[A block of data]
----------

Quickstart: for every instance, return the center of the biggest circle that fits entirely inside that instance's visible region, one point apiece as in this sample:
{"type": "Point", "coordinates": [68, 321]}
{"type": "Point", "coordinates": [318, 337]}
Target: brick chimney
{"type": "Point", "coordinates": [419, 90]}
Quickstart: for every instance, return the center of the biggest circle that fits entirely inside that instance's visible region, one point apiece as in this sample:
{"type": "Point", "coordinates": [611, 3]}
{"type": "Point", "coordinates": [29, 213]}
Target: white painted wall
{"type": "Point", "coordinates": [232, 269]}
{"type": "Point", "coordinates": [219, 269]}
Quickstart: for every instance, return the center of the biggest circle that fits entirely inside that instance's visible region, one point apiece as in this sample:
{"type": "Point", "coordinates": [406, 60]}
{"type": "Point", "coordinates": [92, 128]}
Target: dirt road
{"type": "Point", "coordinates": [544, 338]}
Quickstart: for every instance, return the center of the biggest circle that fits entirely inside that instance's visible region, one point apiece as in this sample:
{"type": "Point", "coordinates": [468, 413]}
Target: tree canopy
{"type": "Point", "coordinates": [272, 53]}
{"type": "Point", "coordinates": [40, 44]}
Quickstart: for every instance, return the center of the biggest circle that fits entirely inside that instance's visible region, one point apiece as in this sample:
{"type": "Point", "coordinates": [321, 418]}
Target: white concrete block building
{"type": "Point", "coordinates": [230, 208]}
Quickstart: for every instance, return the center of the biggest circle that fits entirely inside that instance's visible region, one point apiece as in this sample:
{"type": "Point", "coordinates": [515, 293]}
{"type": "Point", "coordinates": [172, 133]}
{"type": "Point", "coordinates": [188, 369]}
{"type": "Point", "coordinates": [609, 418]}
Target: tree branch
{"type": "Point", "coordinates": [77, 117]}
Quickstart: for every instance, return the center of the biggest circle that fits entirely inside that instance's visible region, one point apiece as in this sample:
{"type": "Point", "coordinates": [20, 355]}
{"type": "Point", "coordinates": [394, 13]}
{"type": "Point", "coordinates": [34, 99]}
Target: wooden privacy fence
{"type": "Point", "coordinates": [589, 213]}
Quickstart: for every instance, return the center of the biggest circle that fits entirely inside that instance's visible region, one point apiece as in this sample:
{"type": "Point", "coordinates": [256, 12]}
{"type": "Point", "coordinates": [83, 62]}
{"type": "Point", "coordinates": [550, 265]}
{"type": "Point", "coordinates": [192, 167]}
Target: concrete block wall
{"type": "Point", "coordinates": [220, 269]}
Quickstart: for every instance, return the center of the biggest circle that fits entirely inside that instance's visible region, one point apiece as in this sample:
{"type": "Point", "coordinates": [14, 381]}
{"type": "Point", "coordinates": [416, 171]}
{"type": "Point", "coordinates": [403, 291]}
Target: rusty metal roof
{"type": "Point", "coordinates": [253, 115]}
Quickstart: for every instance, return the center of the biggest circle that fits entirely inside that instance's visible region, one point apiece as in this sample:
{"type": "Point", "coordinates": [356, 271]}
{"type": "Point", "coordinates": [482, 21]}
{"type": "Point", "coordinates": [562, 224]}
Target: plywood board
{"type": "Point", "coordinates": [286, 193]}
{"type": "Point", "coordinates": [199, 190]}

----------

> Task details: Output the records verbatim, from the first line to the last.

> Output:
Quickstart: for every instance, return the center of the biggest circle that fits entirely inside that instance's visible region, one point apiece as in this sample:
{"type": "Point", "coordinates": [68, 321]}
{"type": "Point", "coordinates": [318, 337]}
Target: brick chimney
{"type": "Point", "coordinates": [419, 90]}
Quickstart: for every instance, return the center of the biggest circle that fits entirely inside that instance's visible region, one point apiece as in this sample:
{"type": "Point", "coordinates": [611, 3]}
{"type": "Point", "coordinates": [29, 213]}
Target: white painted wall
{"type": "Point", "coordinates": [232, 269]}
{"type": "Point", "coordinates": [219, 269]}
Quickstart: for every instance, return the center of the biggest circle that fits entirely inside that instance's visible region, one point apiece as in this sample:
{"type": "Point", "coordinates": [406, 60]}
{"type": "Point", "coordinates": [92, 128]}
Target: dirt road
{"type": "Point", "coordinates": [544, 338]}
Quickstart: for every instance, return the center of the biggest circle that fits entirely inside that instance's visible region, one point apiece as in this sample:
{"type": "Point", "coordinates": [468, 413]}
Target: tree canopy
{"type": "Point", "coordinates": [272, 53]}
{"type": "Point", "coordinates": [40, 44]}
Quickstart: for every instance, return the center of the biggest circle that fits entirely inside that instance's visible region, one point apiece as in this sample:
{"type": "Point", "coordinates": [321, 418]}
Target: white concrete block building
{"type": "Point", "coordinates": [230, 208]}
Quickstart: for every instance, return the center of the biggest circle that fits entirely inside that instance's visible region, one point apiece as in this sample:
{"type": "Point", "coordinates": [515, 293]}
{"type": "Point", "coordinates": [172, 133]}
{"type": "Point", "coordinates": [188, 369]}
{"type": "Point", "coordinates": [609, 418]}
Target: tree branch
{"type": "Point", "coordinates": [77, 117]}
Quickstart: for every instance, return the center of the biggest circle that fits entirely inside that instance's visible region, one point apiece as in this sample:
{"type": "Point", "coordinates": [20, 355]}
{"type": "Point", "coordinates": [394, 13]}
{"type": "Point", "coordinates": [34, 99]}
Target: wooden privacy fence
{"type": "Point", "coordinates": [589, 213]}
Quickstart: for every instance, return the center of the biggest circle that fits entirely inside that instance's visible region, one point apiece as in this sample:
{"type": "Point", "coordinates": [256, 12]}
{"type": "Point", "coordinates": [83, 62]}
{"type": "Point", "coordinates": [550, 265]}
{"type": "Point", "coordinates": [192, 167]}
Target: concrete block wall
{"type": "Point", "coordinates": [220, 269]}
Quickstart: for every instance, return the center of the biggest circle that fits entirely inside that instance's visible region, one point apiece as in this sample:
{"type": "Point", "coordinates": [14, 381]}
{"type": "Point", "coordinates": [416, 171]}
{"type": "Point", "coordinates": [403, 291]}
Target: rusty metal roof
{"type": "Point", "coordinates": [253, 115]}
Quickstart: for every instance, return the center of the biggest circle that fits entirely inside that instance's visible region, one point apiece as in this sample:
{"type": "Point", "coordinates": [356, 271]}
{"type": "Point", "coordinates": [482, 21]}
{"type": "Point", "coordinates": [562, 224]}
Target: plywood board
{"type": "Point", "coordinates": [286, 193]}
{"type": "Point", "coordinates": [199, 190]}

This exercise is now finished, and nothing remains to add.